- [Problem description] Your answer should be an exact copy of the lines from the start of the entries to the line containing "Target: paneled garage door", both included.

START Input

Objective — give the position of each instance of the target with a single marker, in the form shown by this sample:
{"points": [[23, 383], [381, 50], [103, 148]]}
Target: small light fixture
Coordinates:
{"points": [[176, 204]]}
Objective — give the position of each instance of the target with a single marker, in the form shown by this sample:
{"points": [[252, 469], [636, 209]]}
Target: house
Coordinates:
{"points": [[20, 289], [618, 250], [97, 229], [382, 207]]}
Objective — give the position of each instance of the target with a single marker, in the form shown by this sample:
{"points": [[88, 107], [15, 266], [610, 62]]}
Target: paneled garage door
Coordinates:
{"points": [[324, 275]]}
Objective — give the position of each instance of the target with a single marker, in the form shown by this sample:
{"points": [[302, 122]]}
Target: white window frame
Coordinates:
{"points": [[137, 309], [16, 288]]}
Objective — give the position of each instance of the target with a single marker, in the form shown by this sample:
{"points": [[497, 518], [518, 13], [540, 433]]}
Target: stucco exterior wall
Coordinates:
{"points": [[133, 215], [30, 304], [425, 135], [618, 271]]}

END Input

- [Output below]
Objective — give the position of each instance of the target with a single marker, in the form shown by this sample:
{"points": [[23, 383], [381, 50], [103, 148]]}
Target: small light fixture
Coordinates:
{"points": [[176, 204]]}
Objective — give the position of each instance of the target with a single marker, in the form shown by this sample:
{"points": [[252, 469], [636, 209]]}
Target: house
Coordinates:
{"points": [[20, 289], [618, 250], [97, 229], [382, 207]]}
Objective — give the position of each instance of the target with a single marker, in the form shown by this sample:
{"points": [[88, 107], [15, 266], [610, 62]]}
Target: paneled garage door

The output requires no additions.